> PROBLEMS AND TASKS
A - According to the biography of Fabio Mancini, in which city did he begin modeling professionally in 2010?
B - For each statement, say whether the biography of Fabio Mancini supports it, and quote the deciding words: (i) Mancini was born in Germany. (ii) His paternal grandfather is Indian. (iii) He has shot editorials for Vogue.

> PROVIDED PASSAGE
○ ○ ○ ○
Fabio Mancini (born 11 August 1987) is an Italian male supermodel. He is best known for having been one of the top male models for Giorgio Armani, and for represented the brand for 15 consecutive years on both the runway and in various advertising campaigns.

Personal life
Fabio Mancini was born in Bad Homburg vor der Höhe, Germany to Italian parents and moved to Milan, Italy when he was four years old. His maternal grandfather is Indian. He currently lives in Milan.

Modeling career
Mancini entered the modeling industry as a professional in 2010 in Milan. He has participated in many events around the world with the following designers Giorgio Armani, Emporio Armani, Dolce & Gabbana, Dolce & Gabbana Alta Sartoria, Christian Dior, Bulgari, Damiani (jewelry company), Vivienne Westwood, Dirk Bikkembergs, Ermanno Scervino, Brioni.

Fabio has worked in advertising campaigns for Armani Jeans, Emporio Armani Underwear, Carolina Herrera, Aigner, Carlo Pignatelli, Vince Camuto, Pierre Cardin, Yamamay and L'Oréal. He has appeared on magazine covers including L'Officiel, Hachi Magazine and David Magazine and has also shot high fashion editorials for Harper's Bazaar, Esquire, Men's Health and Vogue.
○ ○ ○ ○
> RECORDS PROVIDED
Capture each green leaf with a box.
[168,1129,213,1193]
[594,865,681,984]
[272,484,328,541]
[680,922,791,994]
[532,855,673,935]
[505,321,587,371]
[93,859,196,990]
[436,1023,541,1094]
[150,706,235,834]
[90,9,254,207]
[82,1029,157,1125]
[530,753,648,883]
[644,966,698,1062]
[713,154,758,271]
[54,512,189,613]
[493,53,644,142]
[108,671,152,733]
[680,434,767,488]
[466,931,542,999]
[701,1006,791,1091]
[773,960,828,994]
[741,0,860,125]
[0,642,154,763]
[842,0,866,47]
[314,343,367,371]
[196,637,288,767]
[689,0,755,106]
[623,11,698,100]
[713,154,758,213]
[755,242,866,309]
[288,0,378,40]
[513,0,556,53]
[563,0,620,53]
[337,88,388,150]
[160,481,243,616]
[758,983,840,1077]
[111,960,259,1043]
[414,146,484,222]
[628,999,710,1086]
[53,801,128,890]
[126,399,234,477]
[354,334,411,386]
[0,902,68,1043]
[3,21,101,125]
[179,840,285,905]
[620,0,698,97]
○ ○ ○ ○
> ANSWERS BY TASK
A - Milan

B -
(i) Yes: "Fabio Mancini was born in Bad Homburg vor der Höhe, Germany"
(ii) No: "His maternal grandfather is Indian."
(iii) Yes: "has also shot high fashion editorials for Harper's Bazaar, Esquire, Men's Health and Vogue"